### Sayfa metni
====================
Eleştirmekle yıpratmak arasında siyahla beyaz kadar fark vardır.. Eleştiri daha iyi, daha güzel, daha başarılı olsun diye yapılır.. Yıpratmak, giderek yok etmek için değil..
Bu ikisi arasındaki farkı, eleştirenler çok iyi bilirler de, algılayanlar çoğu zaman yanılırlar.. Eleştiriye muhatap olanlar dahil.. Bu yüzden, eleştiri yıpratma amacıyla kötüye kullanan üçüncü şahıslara fırsat yaratır.
Günlerden beri yaşadığım bu..
Ben asker çocuğuyum.. Aile terbiyemi asker babamdan aldım. Tüm yetişme dönemim, kıtalarda, karargâhlarda geçti. Askeri severim.
Ben bir Atatürk Cumhuriyetçisiyim. Bu cumhuriyetin temellerini askerin attığını iyi bilirim. Onu koruyan ve kollayanın da asker olduğunu bildiğim gibi..
"Geceleri başıma yastığa koyar koymaz uyuyorsam bunun sebebi orduya güvenmemdir" dediğimi çok okudunuz..
"Bu Ordu olmasa, Türkiye İranlaşabilir. Bu Ordu olmasa, Türkiye bölünebilir" dediğimi de.
Türk Ulusunun büyük çoğunluğu da benim gibi düşündüğü için, yapılan tüm anketlerde Ordu "En Güvenilen Kurum" seçilir, başlangıcından beri..
Orduyu eleştirmeme şaşanlara ben şaştım aslında.. Onlar beni tanımamakta ısrar edenler..
Onlar benim yıllardır en çok sevdiklerimi en çok eleştirdiğimin farkında olmayanlar.. Onlar eleştiriyi sadece sevilmeyenlere yapılır sananlar..
Şaşırmadıklarım, Ordu'ya yönelik eleştirilerimi, kendi çirkin emellerine alet ederek kullananlar oldu. Bekliyordum, beklediğimi yaptılar..
O çirkin azınlığın hedefi Atatürk Cumhuriyetini yıkmak.
====================
### Yapılacak görev
Sayfa metnine göre eleştiri hangi amaçla yapılır?

### Satırlar
====================
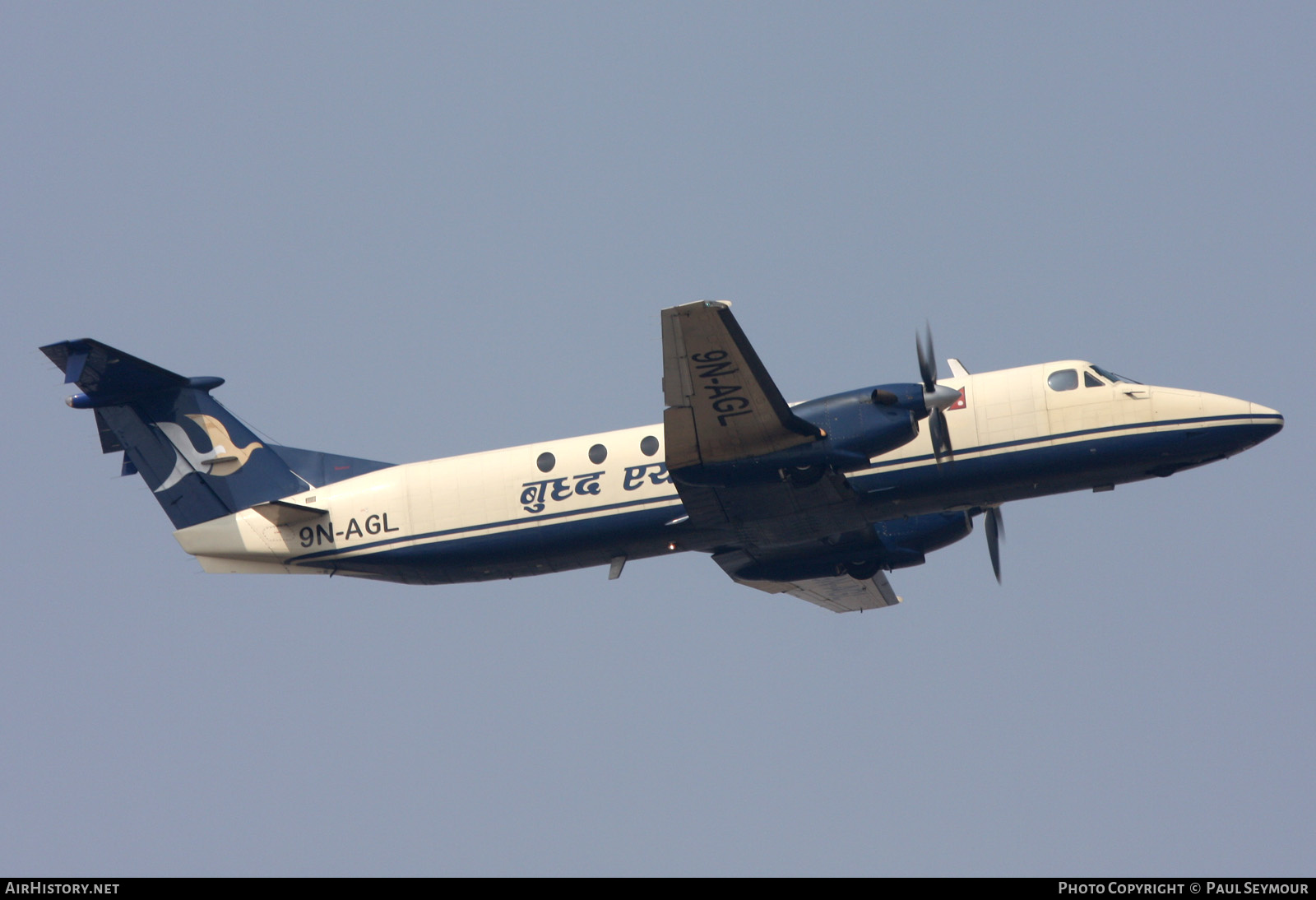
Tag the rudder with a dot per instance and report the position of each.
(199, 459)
====================
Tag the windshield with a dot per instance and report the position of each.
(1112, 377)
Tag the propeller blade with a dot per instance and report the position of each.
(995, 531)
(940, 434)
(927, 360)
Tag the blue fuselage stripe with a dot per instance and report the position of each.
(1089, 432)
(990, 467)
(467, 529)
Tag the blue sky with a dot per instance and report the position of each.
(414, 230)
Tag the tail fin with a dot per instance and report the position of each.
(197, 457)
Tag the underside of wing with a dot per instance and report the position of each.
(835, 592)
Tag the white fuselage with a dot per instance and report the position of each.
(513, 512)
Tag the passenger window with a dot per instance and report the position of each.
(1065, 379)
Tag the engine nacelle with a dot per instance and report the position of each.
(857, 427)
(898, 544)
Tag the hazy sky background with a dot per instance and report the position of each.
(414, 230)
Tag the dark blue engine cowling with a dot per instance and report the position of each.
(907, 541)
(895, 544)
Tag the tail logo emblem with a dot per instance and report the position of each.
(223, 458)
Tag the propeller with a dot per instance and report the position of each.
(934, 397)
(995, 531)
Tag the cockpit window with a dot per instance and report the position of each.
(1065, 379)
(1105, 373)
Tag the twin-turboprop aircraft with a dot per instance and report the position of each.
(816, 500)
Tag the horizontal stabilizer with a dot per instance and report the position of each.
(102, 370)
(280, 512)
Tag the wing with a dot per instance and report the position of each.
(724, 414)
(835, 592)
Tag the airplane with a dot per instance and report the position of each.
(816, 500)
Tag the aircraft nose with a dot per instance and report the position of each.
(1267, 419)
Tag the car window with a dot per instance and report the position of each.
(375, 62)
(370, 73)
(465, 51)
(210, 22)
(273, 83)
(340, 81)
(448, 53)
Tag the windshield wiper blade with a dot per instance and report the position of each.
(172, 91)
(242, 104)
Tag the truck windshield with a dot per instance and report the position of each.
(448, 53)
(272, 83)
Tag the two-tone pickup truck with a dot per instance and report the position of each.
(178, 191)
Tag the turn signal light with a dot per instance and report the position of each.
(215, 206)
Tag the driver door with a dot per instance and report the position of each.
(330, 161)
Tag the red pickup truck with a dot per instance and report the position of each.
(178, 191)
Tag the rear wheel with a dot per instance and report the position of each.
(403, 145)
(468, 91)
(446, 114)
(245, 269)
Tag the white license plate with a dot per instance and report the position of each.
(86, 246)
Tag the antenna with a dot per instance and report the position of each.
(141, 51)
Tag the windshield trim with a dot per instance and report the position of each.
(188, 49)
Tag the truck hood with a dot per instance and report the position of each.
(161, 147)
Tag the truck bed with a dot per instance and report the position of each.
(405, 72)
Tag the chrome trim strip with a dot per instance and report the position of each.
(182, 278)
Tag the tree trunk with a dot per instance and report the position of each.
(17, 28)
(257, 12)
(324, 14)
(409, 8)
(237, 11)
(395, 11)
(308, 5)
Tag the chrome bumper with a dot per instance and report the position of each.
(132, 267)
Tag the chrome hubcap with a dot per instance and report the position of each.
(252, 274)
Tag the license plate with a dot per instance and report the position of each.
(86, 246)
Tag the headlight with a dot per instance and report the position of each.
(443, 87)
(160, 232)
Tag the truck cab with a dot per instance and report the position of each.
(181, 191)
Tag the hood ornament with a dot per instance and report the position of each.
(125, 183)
====================
### Görevin çözümü
Eleştiri daha iyi, daha güzel, daha başarılı olsun diye yapılır.